* **Passage**:
----------
Guilty plea seen in killings

Serial suspect would receive 4 life terms in city slayings, rapes


Raymont Hopewell, accused of being a serial killer who preyed mostly on the elderly, appears ready to plead guilty today in Baltimore Circuit Court to five murders, four rapes and other crimes, defense and prosecution sources confirmed last night.

The plea deal would allow Hopewell, 35, to avoid the death penalty. But it would aim to ensure he is never released from prison by convicting him of at least one count in every crime with which he is charged and sentencing him to one of the longest prison terms any city prosecutor can remember.

If he accepts the deal, Hopewell would be sentenced in a hearing next month to four consecutive terms of life without parole and other prison time. He has been behind bars since his arrest in September.

Assistant State's Attorney Matthew Fraling and defense attorney Richard C.B. Woods have worked out the detailed arrangement over the past few months. A hearing is scheduled today before Circuit Judge John M. Glynn, who is aware of the negotiations.
----------
* **Data for review**:
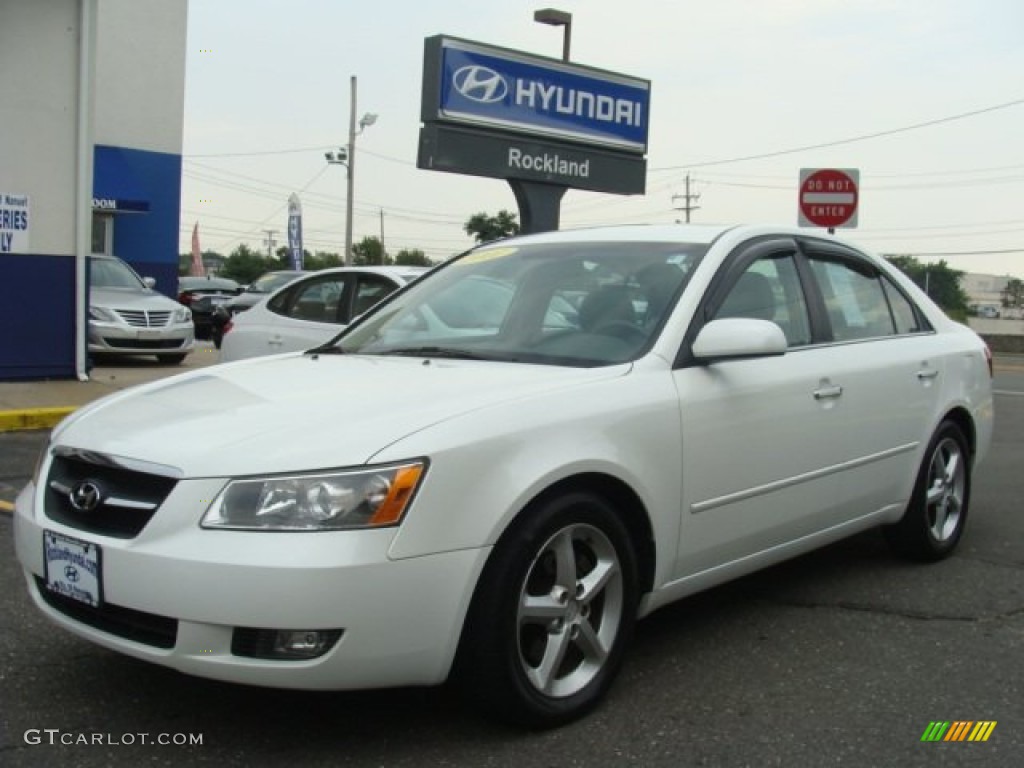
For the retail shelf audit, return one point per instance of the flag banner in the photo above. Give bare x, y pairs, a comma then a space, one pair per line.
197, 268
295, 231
----------
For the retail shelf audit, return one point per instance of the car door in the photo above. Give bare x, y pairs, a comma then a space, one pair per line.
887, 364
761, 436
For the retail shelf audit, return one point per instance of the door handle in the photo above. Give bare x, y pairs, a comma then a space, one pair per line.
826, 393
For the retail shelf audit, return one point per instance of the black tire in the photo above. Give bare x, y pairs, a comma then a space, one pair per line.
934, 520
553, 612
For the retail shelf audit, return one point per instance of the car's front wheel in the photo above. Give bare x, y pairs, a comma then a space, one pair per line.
----------
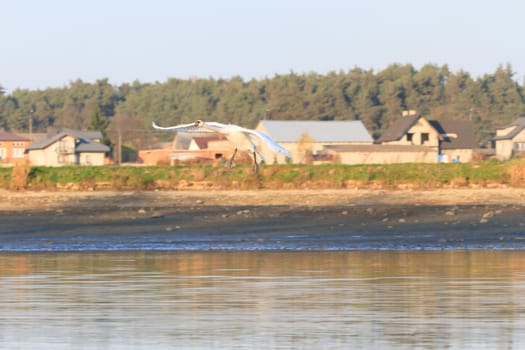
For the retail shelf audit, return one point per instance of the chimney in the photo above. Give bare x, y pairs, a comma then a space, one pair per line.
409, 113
----------
* **The problem**:
Which words of the plea-deal article run from "Raymont Hopewell, accused" down to "prosecutor can remember."? Quote them verbatim.

* **Solution for this task**:
Raymont Hopewell, accused of being a serial killer who preyed mostly on the elderly, appears ready to plead guilty today in Baltimore Circuit Court to five murders, four rapes and other crimes, defense and prosecution sources confirmed last night.

The plea deal would allow Hopewell, 35, to avoid the death penalty. But it would aim to ensure he is never released from prison by convicting him of at least one count in every crime with which he is charged and sentencing him to one of the longest prison terms any city prosecutor can remember.